-- How to complete this task --
A word-for-word copy of the entries, with the images left out, is what you should write.

===== Input data =====

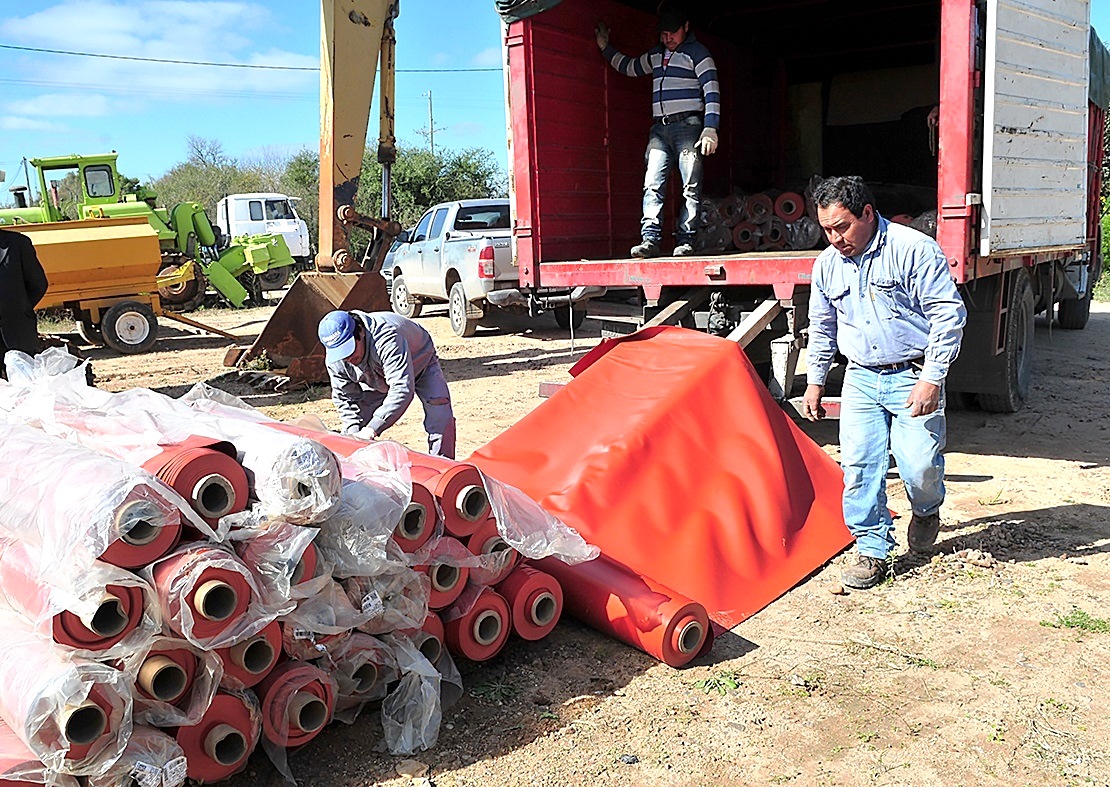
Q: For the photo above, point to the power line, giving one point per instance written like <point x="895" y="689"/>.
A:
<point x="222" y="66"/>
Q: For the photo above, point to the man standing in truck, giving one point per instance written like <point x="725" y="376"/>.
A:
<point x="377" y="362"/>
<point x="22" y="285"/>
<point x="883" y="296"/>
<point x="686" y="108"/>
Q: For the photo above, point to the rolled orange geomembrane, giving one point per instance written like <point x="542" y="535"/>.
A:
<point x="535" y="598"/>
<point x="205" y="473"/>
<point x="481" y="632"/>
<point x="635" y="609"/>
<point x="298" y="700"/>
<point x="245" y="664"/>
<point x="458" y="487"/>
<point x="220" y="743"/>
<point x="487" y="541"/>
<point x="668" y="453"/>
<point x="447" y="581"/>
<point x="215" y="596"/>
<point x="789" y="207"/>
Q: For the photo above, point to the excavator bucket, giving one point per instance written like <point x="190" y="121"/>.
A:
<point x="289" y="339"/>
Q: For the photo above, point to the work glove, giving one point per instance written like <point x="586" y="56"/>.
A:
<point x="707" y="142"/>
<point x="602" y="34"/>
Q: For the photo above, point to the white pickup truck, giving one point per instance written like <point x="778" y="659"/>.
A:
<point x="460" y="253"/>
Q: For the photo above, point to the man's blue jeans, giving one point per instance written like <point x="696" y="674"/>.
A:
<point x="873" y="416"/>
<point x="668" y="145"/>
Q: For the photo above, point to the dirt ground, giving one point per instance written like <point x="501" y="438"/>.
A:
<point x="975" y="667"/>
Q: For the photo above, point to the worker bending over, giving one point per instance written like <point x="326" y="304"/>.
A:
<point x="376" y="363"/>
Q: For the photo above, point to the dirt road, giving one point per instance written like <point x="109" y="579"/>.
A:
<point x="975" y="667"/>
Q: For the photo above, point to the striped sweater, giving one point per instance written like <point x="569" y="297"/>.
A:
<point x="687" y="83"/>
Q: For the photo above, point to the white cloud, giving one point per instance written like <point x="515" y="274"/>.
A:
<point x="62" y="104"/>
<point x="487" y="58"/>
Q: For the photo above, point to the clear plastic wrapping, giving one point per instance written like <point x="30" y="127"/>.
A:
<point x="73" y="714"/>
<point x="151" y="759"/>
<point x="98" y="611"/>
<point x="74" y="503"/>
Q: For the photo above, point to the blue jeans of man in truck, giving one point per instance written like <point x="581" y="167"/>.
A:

=====

-- The completed task --
Q: For the photo above, point to the power line, giving one point per instance written like <point x="895" y="689"/>.
A:
<point x="222" y="66"/>
Q: For the photo above, point to the man standing in truck, giving one point per instance written like <point x="725" y="376"/>.
A:
<point x="377" y="362"/>
<point x="22" y="285"/>
<point x="883" y="296"/>
<point x="686" y="108"/>
Q: For the photo above, point to the rolled orange geomembrane, giving one point per instance written like <point x="542" y="535"/>.
A:
<point x="535" y="598"/>
<point x="205" y="473"/>
<point x="481" y="632"/>
<point x="635" y="609"/>
<point x="298" y="700"/>
<point x="245" y="664"/>
<point x="458" y="487"/>
<point x="220" y="743"/>
<point x="487" y="541"/>
<point x="668" y="453"/>
<point x="447" y="581"/>
<point x="215" y="596"/>
<point x="789" y="207"/>
Q: For the photo above, point to the excavator bucket, giving one point per instance written like <point x="190" y="121"/>.
A:
<point x="289" y="339"/>
Q: For the photo above, point to the work glove, giving one point per instance written like <point x="586" y="56"/>.
A:
<point x="707" y="142"/>
<point x="602" y="34"/>
Q: For the photo above, point to the white pickup truck, giving one point per instance written like <point x="778" y="659"/>.
A:
<point x="460" y="253"/>
Q: For the photo above, point to the man's blue jeans, giving one point per instance written like <point x="696" y="674"/>.
A:
<point x="873" y="416"/>
<point x="668" y="145"/>
Q: For the photo above, point to the dirt ground, giving one point per instance written like <point x="501" y="438"/>.
A:
<point x="975" y="667"/>
Q: For the photo above, point to the worker bending over, giving one point per instance written like <point x="326" y="304"/>.
A:
<point x="376" y="363"/>
Q: For the photo above, point to the dirt road, giving one point per instance written like <point x="109" y="579"/>.
A:
<point x="975" y="667"/>
Q: For the photo above, point to the striped sweater, giving one point per instance written like <point x="569" y="297"/>.
A:
<point x="687" y="83"/>
Q: For the photo above, point to the white cloud, giving one point per instance written like <point x="515" y="274"/>.
A:
<point x="62" y="104"/>
<point x="487" y="58"/>
Q: For the photo above, point to the clear plastic wrapping, giving one point per instance written like <point x="30" y="127"/>.
A:
<point x="73" y="714"/>
<point x="151" y="759"/>
<point x="98" y="611"/>
<point x="74" y="503"/>
Q: For the photo above, point to the blue jeans of man in truck, giving one point per instance written like <point x="581" y="167"/>.
A:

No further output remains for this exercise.